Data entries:
######

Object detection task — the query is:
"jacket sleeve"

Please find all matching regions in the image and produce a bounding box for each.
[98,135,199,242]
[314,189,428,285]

######

Render every entry as one row of a two-column CSV headed request,answer. Put the entry's text in the request field and its answer in the answer field, quote each field, and replace any line breaks with spaces.

request,answer
"Object detection task — the query is: ""jacket sleeve"" Please find all matching regions in the image and produce a bounding box for each.","[98,135,199,242] [314,189,428,285]"